» **Problem requirements**:
Count the lines in the material below that contain the string "gorilla", matching case exactly, and give only the number.
------------------------------
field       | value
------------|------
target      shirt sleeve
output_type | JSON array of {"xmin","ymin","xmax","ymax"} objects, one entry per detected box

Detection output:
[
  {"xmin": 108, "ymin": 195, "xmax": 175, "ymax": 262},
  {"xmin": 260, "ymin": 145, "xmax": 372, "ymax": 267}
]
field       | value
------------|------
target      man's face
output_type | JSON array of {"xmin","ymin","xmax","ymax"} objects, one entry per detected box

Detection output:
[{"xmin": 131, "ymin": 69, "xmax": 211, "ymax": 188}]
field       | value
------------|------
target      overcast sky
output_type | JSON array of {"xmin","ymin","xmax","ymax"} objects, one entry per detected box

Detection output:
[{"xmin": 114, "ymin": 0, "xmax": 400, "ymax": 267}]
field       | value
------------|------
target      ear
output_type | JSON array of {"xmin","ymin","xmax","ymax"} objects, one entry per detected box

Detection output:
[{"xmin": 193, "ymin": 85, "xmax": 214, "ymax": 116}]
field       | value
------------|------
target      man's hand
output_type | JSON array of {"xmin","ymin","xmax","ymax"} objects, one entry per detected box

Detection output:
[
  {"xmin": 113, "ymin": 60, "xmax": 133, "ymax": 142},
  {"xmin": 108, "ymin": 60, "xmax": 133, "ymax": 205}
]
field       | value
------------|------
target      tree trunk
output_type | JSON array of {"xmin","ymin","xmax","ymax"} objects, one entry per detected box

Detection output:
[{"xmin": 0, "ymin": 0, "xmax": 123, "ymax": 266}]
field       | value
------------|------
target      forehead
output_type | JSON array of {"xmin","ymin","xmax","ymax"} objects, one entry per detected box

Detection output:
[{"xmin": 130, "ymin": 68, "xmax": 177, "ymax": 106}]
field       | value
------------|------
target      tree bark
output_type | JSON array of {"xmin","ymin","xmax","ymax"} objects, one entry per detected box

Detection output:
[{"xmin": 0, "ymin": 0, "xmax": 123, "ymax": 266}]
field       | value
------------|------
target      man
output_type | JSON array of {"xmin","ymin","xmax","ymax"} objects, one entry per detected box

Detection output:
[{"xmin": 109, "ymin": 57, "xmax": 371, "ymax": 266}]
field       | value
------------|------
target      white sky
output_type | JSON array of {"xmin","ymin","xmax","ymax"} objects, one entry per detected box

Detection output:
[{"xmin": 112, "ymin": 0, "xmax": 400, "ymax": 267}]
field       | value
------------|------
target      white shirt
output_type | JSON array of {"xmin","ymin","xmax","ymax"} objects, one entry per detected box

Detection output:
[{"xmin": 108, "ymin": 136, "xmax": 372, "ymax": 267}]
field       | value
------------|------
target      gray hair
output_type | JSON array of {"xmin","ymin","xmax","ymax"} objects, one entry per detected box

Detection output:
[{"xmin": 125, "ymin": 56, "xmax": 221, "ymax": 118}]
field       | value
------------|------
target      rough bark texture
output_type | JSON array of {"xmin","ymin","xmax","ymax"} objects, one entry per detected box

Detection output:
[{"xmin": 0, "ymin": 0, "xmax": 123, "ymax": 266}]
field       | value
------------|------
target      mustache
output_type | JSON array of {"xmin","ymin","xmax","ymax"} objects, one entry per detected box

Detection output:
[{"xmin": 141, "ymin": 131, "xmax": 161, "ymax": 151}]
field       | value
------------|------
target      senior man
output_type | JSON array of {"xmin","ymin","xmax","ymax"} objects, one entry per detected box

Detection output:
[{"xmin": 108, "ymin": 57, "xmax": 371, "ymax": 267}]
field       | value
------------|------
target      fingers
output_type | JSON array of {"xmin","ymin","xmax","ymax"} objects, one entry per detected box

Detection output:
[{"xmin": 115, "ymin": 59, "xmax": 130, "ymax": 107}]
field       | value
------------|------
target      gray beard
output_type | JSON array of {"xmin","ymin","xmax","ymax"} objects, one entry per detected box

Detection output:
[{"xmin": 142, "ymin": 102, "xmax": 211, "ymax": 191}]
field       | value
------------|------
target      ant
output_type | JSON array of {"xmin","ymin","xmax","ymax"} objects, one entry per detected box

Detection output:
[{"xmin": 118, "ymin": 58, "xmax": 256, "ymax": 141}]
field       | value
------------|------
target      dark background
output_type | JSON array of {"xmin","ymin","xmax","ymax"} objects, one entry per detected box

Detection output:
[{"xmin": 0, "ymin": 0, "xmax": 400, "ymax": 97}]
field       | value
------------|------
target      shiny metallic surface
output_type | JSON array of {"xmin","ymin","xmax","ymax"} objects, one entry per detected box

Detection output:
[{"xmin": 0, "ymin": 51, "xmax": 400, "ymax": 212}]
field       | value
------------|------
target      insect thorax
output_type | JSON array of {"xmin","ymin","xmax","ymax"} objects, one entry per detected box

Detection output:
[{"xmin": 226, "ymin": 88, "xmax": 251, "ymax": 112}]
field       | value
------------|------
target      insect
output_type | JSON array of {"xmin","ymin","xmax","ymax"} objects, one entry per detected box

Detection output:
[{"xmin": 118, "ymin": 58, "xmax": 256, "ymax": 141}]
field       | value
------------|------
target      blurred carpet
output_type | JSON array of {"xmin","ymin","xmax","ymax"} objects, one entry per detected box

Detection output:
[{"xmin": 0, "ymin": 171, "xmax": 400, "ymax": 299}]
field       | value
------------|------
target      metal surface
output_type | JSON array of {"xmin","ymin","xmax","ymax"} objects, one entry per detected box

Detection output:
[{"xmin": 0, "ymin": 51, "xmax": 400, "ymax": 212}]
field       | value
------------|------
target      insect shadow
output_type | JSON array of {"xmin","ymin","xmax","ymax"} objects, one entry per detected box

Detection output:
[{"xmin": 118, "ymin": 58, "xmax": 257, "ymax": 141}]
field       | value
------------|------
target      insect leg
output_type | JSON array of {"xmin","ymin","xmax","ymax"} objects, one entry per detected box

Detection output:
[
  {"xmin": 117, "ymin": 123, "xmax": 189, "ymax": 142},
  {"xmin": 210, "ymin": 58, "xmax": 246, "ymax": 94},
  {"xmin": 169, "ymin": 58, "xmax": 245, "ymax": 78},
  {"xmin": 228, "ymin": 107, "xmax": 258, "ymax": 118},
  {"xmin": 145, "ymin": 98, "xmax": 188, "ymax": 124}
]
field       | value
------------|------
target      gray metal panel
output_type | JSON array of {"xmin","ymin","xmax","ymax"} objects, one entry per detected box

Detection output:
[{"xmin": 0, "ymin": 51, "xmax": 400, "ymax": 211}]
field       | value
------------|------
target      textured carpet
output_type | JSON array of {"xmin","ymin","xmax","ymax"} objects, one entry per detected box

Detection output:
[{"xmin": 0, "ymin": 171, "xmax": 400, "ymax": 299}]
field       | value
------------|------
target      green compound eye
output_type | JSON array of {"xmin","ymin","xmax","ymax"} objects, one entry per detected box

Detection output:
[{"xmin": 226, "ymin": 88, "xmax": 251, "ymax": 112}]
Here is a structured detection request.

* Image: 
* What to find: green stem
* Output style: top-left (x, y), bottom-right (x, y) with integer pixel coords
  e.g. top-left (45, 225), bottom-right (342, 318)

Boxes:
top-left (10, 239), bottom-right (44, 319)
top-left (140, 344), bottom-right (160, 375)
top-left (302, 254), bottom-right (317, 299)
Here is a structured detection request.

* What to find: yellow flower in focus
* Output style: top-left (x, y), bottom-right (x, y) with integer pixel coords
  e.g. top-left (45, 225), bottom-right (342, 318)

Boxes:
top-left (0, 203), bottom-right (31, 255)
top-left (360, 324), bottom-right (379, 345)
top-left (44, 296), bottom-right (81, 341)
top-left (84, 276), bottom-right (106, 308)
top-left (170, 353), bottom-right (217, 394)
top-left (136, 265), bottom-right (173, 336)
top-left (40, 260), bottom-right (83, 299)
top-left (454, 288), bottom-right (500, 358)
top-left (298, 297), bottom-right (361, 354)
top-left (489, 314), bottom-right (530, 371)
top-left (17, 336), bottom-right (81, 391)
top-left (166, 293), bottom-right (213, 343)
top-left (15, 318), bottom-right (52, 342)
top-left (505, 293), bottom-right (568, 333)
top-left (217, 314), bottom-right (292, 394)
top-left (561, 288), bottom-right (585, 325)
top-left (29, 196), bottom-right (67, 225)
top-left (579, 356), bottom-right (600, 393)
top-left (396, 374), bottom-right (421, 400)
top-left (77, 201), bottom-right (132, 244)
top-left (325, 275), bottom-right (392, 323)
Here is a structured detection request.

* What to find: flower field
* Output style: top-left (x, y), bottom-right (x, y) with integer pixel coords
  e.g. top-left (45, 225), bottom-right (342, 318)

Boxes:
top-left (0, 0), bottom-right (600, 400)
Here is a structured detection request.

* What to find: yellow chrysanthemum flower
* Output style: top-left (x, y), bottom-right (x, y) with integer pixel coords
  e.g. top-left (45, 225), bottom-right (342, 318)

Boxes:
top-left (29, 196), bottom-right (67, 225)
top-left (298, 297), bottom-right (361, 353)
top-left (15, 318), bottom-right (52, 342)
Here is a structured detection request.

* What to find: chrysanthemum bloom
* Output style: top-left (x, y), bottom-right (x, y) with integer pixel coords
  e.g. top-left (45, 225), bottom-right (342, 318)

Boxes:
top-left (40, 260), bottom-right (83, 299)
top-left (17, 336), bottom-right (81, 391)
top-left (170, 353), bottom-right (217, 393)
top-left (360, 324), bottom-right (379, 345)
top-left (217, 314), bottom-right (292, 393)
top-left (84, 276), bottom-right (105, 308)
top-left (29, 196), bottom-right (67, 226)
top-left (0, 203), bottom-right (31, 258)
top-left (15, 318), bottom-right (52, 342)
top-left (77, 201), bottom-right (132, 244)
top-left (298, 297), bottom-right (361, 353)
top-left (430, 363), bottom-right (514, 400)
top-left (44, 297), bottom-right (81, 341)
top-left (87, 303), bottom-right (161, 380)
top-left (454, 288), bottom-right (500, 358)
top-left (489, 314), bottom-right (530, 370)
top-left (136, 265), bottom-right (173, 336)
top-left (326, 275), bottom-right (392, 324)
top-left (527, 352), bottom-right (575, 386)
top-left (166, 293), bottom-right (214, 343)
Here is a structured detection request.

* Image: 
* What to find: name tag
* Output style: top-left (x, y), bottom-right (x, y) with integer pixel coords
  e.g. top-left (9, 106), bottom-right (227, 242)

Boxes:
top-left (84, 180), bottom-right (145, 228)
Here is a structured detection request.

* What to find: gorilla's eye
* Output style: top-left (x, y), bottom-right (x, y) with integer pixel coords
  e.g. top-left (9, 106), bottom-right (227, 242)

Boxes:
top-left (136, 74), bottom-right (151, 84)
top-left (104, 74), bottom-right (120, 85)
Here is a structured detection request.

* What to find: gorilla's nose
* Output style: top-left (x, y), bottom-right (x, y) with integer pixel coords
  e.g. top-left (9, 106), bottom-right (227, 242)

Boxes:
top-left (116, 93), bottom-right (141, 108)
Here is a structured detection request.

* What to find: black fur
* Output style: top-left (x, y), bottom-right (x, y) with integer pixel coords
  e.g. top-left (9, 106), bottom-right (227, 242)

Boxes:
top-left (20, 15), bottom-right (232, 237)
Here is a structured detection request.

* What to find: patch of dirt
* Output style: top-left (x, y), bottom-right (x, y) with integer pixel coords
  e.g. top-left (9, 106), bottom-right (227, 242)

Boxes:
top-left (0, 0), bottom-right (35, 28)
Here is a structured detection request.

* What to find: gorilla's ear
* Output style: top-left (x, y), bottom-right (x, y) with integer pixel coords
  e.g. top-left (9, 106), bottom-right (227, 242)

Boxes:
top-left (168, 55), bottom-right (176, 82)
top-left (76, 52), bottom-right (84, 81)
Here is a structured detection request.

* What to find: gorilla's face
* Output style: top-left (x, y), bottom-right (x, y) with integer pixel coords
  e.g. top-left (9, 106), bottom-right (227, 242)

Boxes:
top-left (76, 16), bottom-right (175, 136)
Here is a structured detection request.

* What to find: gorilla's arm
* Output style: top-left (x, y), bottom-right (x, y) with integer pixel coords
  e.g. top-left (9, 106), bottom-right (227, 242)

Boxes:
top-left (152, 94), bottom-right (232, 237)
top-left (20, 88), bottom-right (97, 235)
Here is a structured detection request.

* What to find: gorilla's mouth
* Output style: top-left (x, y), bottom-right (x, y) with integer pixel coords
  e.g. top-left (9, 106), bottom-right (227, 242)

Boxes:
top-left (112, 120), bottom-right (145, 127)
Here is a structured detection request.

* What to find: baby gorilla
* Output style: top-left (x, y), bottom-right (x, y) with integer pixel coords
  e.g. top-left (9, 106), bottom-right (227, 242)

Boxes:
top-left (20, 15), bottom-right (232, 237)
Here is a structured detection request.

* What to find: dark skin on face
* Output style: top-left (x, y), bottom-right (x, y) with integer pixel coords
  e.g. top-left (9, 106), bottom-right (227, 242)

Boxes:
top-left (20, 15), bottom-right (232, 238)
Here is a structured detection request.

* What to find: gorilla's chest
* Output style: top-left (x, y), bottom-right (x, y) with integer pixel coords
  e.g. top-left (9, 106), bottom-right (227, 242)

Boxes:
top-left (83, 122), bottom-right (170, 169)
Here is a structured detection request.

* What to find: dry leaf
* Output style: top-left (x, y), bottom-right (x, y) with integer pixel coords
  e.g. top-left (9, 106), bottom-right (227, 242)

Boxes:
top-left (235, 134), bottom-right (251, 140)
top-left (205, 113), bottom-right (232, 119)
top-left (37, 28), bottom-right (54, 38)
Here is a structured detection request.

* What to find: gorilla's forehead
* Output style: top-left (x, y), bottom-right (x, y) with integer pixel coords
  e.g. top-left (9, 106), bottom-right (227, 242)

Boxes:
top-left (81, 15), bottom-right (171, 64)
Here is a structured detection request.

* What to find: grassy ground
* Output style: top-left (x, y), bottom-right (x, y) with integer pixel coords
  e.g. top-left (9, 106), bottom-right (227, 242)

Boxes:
------------------------------
» **The output**:
9